### [Task data]
──────
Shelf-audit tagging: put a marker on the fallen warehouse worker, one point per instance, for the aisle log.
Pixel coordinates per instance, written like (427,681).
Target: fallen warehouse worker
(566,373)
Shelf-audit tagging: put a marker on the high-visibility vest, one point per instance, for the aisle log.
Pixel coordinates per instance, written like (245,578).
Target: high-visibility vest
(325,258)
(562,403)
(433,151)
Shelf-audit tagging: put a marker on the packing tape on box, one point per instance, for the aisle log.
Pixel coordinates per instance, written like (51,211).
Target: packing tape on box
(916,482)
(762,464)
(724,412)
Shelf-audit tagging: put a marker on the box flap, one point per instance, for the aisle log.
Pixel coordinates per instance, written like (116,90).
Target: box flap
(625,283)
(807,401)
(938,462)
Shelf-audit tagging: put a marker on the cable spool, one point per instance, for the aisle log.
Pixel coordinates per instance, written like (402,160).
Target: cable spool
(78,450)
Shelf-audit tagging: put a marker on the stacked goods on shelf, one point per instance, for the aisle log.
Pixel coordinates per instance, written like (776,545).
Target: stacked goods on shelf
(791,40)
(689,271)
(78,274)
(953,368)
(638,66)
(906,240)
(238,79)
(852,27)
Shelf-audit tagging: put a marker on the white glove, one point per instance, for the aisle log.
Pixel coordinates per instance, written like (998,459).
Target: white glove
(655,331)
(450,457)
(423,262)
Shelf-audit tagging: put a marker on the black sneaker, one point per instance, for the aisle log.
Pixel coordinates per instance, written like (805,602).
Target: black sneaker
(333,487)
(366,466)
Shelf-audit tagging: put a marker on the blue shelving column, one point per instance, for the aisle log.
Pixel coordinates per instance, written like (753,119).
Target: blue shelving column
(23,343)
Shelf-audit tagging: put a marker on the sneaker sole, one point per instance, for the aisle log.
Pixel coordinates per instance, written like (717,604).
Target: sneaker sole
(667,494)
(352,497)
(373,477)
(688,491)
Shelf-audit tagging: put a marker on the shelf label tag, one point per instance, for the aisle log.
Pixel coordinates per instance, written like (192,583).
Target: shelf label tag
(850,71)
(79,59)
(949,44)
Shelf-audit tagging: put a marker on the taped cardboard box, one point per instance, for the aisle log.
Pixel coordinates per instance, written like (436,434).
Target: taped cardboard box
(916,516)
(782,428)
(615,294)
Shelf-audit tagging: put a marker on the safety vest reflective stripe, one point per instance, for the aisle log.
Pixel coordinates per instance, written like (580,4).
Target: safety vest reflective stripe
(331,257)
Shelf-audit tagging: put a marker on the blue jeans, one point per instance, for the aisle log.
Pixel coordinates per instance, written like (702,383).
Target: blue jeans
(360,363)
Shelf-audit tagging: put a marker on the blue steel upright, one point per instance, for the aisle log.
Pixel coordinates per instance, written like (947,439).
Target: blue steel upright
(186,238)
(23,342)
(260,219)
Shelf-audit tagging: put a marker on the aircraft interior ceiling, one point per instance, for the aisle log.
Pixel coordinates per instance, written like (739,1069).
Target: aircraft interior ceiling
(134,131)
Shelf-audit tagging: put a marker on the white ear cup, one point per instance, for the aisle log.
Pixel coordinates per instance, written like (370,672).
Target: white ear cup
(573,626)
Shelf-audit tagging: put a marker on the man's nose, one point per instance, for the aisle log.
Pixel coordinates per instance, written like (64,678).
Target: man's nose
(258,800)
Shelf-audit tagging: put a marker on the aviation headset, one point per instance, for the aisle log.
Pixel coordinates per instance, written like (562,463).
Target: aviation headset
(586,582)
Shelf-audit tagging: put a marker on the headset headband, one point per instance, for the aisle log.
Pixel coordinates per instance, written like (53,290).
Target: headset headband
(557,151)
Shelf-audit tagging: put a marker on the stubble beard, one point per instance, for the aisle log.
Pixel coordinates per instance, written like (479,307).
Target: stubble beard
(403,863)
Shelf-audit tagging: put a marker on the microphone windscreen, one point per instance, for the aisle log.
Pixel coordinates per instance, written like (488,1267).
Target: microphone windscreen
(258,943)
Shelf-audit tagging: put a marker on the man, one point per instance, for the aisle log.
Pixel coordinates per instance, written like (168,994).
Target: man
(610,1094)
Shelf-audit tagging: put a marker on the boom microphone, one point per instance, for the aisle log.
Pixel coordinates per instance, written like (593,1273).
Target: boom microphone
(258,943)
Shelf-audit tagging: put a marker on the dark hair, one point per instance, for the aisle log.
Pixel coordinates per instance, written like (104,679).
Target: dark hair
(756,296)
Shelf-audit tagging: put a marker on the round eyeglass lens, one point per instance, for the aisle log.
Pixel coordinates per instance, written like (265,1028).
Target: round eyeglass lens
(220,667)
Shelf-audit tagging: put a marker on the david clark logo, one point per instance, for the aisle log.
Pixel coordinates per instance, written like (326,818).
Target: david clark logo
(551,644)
──────
### [Aim]
Quote the records word for word, from the line that holds "Shelf-audit tagging: put a marker on the round" through the final line of the records, both ends included.

### [Task response]
Shelf-audit tagging: put a marker on the round eyeglass lens, one point per instance, for the aisle log.
Pixel coordinates per instance, written like (265,1028).
Target: round eyeglass lens
(220,667)
Shelf-audit tagging: put a marker on the david clark logo, one point per instance, for the aisle log.
Pixel coordinates per instance, written like (326,818).
Target: david clark logo
(551,644)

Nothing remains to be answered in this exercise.